Christmas Giving

Luke 6:27-38

A Sermon by Dr. Neil Chadwick


As you well know, Christmas in today’s world consists of a number of components:

    Trees, yards, houses and stores decorated with millions of colored lights;

    Traditional and contemporary Christmas tunes floating from every radio, TV, CD player, and PA system;

    People hustling through the mall and bustling about attending family gatherings and work parties.

During the Christmas season there’s a strong focus on children, the family, good will and generosity, and lots of good times.

But what is of special interest today is something that we have been told much of our economy is based on, the giving of gifts. This year there seems to be some disappointment on the way. While merchants count on holiday shopping for up to a third of their annual sales, most analysts predict a lack luster retail season, with no more than 3 to 4 per cent growth. (CBS News) “We think it’s going to be the weakest Christmas since the early 90s,” said Ethan Harris, chief U.S. economist at Lehman Brothers (MSNBC news Report).

Perhaps, like me, you’ve wondered where it came from, this annual obsession of heaping gifts, this frantic tearing away of multi-colored wrapping paper to find out an answer to the all-important question, “Did I get what I wanted for Christmas?” It seems that there are very few people in America who could possibly believe that Christmas could exist without giving and receiving gifts. Haven’t you ever heard someone say, “We’re broke this year, so we won’t be able to have Christmas”? Interestingly, it appears that we can have Christmas without Christ, Christmas without God, Christmas without church - but not Christmas without gifts. Some may even go so far as to say that at least two of the three major fruits of Christmas (Love, Joy, Peace) are present at Christmas-time because people show Love by giving, and those who receive the gifts experience Joy – at least if they like what they’ve been given.

Did you ever wonder what it is that drives this giving binge?

Is it merely custom or tradition? Do we give out of some sort of obligation? Is it, at least in some cases, sympathy or pity? Is it in return for a favor, or expectation for a favor to come? Are Christmas gifts born of love, or are they given with the hope of receiving something back, at least realizing some joy in seeing others happy with our gift to them? After all, isn’t it true that “It is more blessed to give than to receive” (Acts 20:35)? That’s what the Apostle Paul wrote, and he attributed the saying to Jesus.

_LISTED ENTRIES_
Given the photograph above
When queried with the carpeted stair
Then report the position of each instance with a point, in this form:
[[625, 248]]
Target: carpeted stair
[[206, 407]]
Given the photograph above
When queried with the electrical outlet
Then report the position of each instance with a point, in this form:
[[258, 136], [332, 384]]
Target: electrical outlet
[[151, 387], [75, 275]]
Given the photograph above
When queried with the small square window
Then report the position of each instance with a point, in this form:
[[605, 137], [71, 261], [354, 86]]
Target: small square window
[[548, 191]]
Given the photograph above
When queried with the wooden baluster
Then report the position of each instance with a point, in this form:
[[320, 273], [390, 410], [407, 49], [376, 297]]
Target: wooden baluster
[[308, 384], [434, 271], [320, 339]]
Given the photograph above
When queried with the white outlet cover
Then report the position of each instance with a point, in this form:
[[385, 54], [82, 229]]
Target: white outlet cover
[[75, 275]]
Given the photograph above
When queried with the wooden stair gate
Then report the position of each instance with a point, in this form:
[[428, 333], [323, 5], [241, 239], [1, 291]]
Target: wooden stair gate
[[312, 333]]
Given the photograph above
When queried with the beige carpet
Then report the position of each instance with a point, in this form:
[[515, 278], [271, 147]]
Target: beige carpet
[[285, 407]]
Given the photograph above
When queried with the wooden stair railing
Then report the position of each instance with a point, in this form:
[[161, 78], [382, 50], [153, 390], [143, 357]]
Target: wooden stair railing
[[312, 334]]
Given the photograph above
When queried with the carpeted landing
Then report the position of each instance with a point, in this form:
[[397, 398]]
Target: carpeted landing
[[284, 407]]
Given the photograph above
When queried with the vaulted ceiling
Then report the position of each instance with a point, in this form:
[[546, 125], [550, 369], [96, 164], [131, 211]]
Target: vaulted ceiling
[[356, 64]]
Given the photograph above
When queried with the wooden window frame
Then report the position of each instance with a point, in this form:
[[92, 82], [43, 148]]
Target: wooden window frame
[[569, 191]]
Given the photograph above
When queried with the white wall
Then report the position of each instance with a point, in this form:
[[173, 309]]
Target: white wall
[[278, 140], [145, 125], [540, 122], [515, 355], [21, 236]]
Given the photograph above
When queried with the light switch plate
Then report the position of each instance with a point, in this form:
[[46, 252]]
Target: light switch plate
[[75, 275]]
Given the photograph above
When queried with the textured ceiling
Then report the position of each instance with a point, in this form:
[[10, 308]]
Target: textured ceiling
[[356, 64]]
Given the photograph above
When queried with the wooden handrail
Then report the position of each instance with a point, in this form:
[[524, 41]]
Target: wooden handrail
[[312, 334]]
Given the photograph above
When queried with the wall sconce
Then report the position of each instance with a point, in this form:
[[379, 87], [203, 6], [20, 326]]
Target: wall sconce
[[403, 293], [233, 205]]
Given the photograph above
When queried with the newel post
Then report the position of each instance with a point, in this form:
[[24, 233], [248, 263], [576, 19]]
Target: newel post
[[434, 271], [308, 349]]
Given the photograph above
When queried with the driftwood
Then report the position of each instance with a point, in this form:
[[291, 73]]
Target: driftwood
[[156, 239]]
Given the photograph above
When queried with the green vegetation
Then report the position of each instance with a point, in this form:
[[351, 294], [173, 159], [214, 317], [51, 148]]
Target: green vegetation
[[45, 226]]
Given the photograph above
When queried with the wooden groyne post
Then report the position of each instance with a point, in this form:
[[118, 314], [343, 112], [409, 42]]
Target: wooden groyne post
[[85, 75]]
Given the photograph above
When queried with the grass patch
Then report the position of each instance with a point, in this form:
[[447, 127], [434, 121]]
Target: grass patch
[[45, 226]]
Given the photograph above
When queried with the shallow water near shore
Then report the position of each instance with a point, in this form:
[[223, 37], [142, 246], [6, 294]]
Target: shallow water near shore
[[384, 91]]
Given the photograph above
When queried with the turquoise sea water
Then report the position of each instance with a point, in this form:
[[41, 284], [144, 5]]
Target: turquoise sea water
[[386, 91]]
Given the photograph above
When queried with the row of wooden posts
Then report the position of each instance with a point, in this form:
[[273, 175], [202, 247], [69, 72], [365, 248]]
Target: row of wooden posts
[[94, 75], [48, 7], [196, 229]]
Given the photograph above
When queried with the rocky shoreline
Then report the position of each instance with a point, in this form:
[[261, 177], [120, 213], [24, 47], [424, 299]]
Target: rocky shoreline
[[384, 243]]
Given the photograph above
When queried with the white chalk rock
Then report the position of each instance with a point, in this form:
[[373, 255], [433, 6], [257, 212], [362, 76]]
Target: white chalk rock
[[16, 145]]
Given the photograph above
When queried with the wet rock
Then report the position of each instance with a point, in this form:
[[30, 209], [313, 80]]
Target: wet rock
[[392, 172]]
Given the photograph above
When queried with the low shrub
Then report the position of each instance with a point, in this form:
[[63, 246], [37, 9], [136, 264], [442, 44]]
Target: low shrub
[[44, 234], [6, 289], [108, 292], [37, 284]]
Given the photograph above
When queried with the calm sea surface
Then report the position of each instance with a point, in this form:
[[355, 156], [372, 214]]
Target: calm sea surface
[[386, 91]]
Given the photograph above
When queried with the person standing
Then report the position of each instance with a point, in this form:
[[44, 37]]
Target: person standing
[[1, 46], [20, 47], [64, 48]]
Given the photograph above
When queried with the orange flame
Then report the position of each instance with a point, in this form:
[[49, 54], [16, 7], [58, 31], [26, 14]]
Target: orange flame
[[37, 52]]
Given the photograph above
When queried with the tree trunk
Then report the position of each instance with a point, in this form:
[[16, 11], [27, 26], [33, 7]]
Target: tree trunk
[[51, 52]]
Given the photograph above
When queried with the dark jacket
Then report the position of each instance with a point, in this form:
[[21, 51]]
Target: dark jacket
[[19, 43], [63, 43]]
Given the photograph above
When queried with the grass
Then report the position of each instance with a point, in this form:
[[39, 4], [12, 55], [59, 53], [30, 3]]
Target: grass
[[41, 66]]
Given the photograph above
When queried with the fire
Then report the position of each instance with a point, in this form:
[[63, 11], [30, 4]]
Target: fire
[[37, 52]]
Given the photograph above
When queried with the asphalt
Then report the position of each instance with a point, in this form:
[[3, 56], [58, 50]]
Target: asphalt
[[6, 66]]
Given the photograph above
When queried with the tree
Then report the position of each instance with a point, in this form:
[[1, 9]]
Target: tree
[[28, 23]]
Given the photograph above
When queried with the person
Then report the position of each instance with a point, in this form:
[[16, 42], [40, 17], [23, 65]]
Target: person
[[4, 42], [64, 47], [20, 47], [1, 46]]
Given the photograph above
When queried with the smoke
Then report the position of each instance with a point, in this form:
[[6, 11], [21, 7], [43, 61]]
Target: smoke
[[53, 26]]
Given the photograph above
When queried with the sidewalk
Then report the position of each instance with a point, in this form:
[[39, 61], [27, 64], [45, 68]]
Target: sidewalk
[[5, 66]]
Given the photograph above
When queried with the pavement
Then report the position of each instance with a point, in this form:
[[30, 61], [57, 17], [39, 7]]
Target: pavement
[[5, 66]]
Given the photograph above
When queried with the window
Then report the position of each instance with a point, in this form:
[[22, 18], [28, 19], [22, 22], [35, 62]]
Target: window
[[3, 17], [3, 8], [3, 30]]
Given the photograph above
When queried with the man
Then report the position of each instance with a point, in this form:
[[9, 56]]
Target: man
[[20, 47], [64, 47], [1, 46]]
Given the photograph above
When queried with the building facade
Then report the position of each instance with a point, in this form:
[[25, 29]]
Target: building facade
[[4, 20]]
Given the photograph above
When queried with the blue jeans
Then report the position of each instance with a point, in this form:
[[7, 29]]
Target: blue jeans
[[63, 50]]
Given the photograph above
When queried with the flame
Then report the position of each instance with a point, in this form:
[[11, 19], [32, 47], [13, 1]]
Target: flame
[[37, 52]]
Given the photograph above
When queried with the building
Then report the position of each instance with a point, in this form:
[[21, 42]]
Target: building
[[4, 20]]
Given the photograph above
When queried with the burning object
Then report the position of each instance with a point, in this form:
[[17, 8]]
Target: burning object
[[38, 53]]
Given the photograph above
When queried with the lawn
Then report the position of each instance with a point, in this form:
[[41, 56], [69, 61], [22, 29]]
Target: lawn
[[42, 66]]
---
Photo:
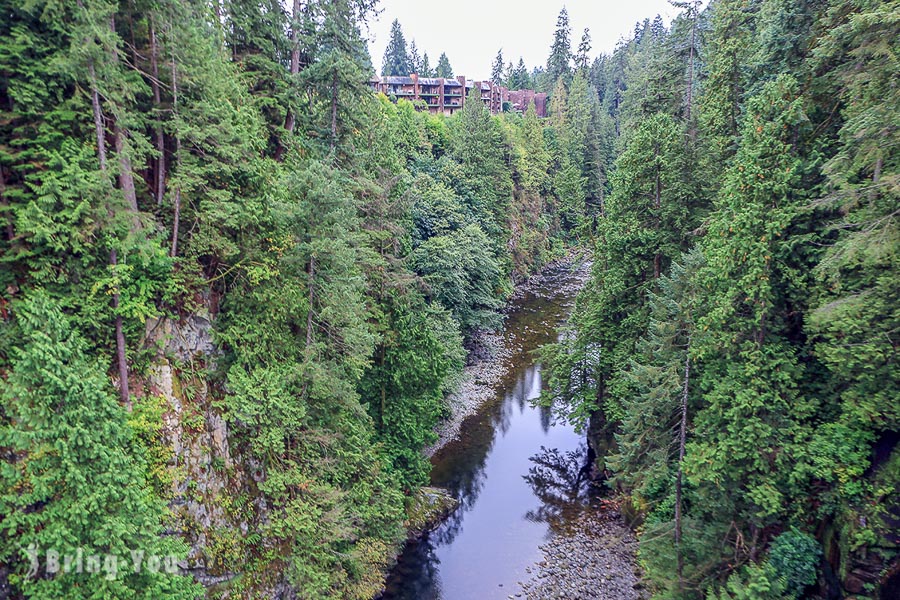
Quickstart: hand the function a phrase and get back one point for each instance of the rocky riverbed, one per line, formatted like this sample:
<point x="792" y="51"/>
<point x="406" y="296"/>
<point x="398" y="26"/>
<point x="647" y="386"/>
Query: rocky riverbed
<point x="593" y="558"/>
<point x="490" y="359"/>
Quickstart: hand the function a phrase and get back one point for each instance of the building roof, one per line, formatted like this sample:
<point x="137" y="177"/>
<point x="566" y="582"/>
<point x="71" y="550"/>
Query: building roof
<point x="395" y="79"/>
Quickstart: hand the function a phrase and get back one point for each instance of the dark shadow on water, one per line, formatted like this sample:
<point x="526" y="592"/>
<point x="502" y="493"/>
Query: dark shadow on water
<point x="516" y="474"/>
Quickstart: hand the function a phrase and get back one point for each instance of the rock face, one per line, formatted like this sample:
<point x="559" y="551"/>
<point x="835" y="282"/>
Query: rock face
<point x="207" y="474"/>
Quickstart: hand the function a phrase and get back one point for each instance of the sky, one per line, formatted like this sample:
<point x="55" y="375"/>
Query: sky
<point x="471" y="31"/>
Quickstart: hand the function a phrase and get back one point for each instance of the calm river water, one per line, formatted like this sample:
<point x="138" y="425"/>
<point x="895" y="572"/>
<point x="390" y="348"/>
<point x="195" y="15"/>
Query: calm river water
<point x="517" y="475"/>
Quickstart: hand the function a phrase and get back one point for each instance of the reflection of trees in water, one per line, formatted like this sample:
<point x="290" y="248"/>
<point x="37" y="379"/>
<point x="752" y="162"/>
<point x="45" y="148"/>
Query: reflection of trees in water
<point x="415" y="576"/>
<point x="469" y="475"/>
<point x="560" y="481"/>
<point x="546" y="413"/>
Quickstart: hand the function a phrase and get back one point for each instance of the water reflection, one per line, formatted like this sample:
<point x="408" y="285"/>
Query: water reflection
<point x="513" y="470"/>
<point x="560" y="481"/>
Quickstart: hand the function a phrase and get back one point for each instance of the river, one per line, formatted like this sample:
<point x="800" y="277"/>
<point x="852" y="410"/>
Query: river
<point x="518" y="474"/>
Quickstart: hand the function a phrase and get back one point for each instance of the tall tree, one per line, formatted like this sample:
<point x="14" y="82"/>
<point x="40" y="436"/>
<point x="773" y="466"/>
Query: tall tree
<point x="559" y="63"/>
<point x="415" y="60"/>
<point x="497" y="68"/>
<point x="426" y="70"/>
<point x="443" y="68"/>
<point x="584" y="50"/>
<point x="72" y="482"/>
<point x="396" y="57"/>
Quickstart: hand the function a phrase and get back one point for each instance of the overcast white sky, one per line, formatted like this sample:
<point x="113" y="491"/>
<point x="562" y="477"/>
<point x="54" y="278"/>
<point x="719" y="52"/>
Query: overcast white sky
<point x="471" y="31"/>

_WRITTEN TASKS_
1 – For the sermon on Christmas giving, decide whether each statement agrees with it. Answer yes or no, and quote the deciding words. (a) Merchants rely on holiday shopping for up to a third of their yearly sales. (b) Ethan Harris expected the strongest Christmas since the early 90s. (c) Analysts predict retail growth of more than 5 per cent this season.
2 – Set down, word for word, the passage of the sermon on Christmas giving from "Trees, yards, houses" to "of good times.".
3 – Resume the sermon on Christmas giving from the point where it stops, and carry it forward in the same voice.
The items have no connection to the sermon on Christmas giving.

_FINAL RESULTS_
1 –
(a) Yes: "merchants count on holiday shopping for up to a third of their annual sales"
(b) No: "We think it’s going to be the weakest Christmas since the early 90s"
(c) No: "with no more than 3 to 4 per cent growth"

2 –
Trees, yards, houses and stores decorated with millions of colored lights;

    Traditional and contemporary Christmas tunes floating from every radio, TV, CD player, and PA system;

    People hustling through the mall and bustling about attending family gatherings and work parties.

During the Christmas season there’s a strong focus on children, the family, good will and generosity, and lots of good times.

3 –
Actually, there can be found in Scriptures some not so positive sayings about this matter of giving and receiving gifts.

    “He that is greedy of gain troubleth his own house; but he that hateth gifts shall live.” (Proverbs 15:27 – KJV However, this may be referring to bribes.)

    “Everyone is the friend of a man who gives gifts.” (Proverbs 19:6)

    “Eagerly desire the greater gifts. And now I will show you the most excellent way.” (I Corinthians 12:31) A few verses later Paul identifies “love” as the more excellent way. (“If I give all I possess to the poor . . . but have not love, I gain nothing.” - I Corinthians 13:3)

    Also, and not especially encouraging, gift exchanges are prophesied about in the last book of the New Testament: “The inhabitants of the earth will gloat over them and will celebrate by sending each other gifts, because these two prophets had tormented those who live on the earth.” (Revelations 11:10) As you can see, this celebration takes place because of the death of the two God-sent witnesses, a far cry from the kind of celebration represented in our Christmas tradition.

So, where did this Christmas gift giving come from?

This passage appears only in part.